**Work required**
Reproduce the passage of the sermon "Not From This World" that runs from "Last week we" up to and including "who God is.".

**Excerpt provided**
(begin)

Not From This World
Proper 29b • SJF • Tobias Stanislas Haller BSG
Jesus said, “If my kingdom were from this world, my followers would be fighting to keep me from being handed over... but as it is, my kingdom is not from here.”
Last week we reflected on the fact that no human being — Jesus Christ excepted — is quite like God. We are all, of course, like God in a few respects, having been made in God’s image. As the Catechism reminds us, right in the second question and answer, on page 845 of the Book of Common Prayer, this means that we, like God, are free: “free to make choices: to love, to create, to reason.”
Surely there is no doubt about God having these three attributes. “Reason” is God’s middle name, so to speak, for as theologians remind us, the Son of God is the Word of God — and that is the most meaningful and reasonable Word ever spoken: the Word through whom all things were made. In this we recognize God as the Creator of all that is and could possibly be. And as John the evangelist reminds us again and again, Love is at the very heart of who God is.
We human beings share in these capacities to love, create, and reason — but you can see at once that human likeness to God is limited in each one of these capacities. As I said in the sermon last week, “No man works like him.”

(end)

**Dataset content**

(begin)

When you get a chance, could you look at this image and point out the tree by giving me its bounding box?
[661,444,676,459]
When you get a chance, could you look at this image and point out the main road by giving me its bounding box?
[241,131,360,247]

(end)

**Final result**
Last week we reflected on the fact that no human being — Jesus Christ excepted — is quite like God. We are all, of course, like God in a few respects, having been made in God’s image. As the Catechism reminds us, right in the second question and answer, on page 845 of the Book of Common Prayer, this means that we, like God, are free: “free to make choices: to love, to create, to reason.”
Surely there is no doubt about God having these three attributes. “Reason” is God’s middle name, so to speak, for as theologians remind us, the Son of God is the Word of God — and that is the most meaningful and reasonable Word ever spoken: the Word through whom all things were made. In this we recognize God as the Creator of all that is and could possibly be. And as John the evangelist reminds us again and again, Love is at the very heart of who God is.